CHALLENGE. List each distinct username that posts in the T-shirt fuzz thread below, giving every name once.

EXCERPTED TEXT.
# T-shirt fuzz



## TulsaTshirts (Feb 22, 2012)

I'm printing white ink on Next Level 1540 (black) t-shirts, and every time I pass over it with the squeegee I get little fuzzies come up on the shirt. I've had it happen over the years on a much lower level, but this is on all of them. Is there a trick to getting rid of these little fuzzies? 

It's like I'm rearranging all the t-shirt lint on them.


----------



## splathead (Dec 4, 2005)

Use a lint roller.


----------



## NoXid (Apr 4, 2011)

I've seen heat pressing suggested before as a way to get the fuzz to lay down, but probably best to roll it first to remove any loose fuzz.


I've been printing on 100% cotton NL for a while and haven't noticed much fuzz. However, I recently picked up some samples of their tri-blend and cotton/poly garments, and there was a noticeable amount of fuzz on all of them. I'm not sure if this goes hand-in-hand with blends, or what.


----------



## TulsaTshirts (Feb 22, 2012)

We've tried to pre-roll with lint roller. No help. We've tried the heat press. It was ok, but all the fuzz that was being pulled up around the letters became white "tails" around the text we're printing.

Also saw on a different thread to flood heavy and print light. Also didn't work.

Just thought someone might have a fabulous trick to this. We've been printing the same art with the same screens on a different brand (same color) of shirts for a couple days. This just happened when we switched to the NL.


----------



## halfashirt (Dec 17, 2007)

http://m.actionengineering.com/cat-223-1-1420/delinting-kits.htm


----------



## halfashirt (Dec 17, 2007)

How Does it Work?
Spray a light coating of adhesive (not included) on your two Teflon coated screens. Place onto Head #1. Use a Roller Squeegee to get the best contact with the garment. Any and all loose threads and lint balls will be picked up by the screen. When it gets dirty, your second screen is ready to use and minimizes downtime. The laminated Teflon film on the screen makes it very quick and easy to clean and reuse. Eliminates the lint in screen problem.

You can also try a clear base!


----------

(Point annotation dataset records)
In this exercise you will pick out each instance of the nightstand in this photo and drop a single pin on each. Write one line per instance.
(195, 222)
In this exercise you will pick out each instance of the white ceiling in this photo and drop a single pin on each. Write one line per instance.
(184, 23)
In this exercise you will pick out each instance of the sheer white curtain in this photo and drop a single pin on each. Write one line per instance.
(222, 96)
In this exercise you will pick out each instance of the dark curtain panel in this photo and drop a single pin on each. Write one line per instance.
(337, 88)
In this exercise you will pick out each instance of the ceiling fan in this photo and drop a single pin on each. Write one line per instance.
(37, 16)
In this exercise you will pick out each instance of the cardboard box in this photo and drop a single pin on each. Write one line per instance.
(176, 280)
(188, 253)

TASK RESULT. TulsaTshirts, splathead, NoXid, halfashirt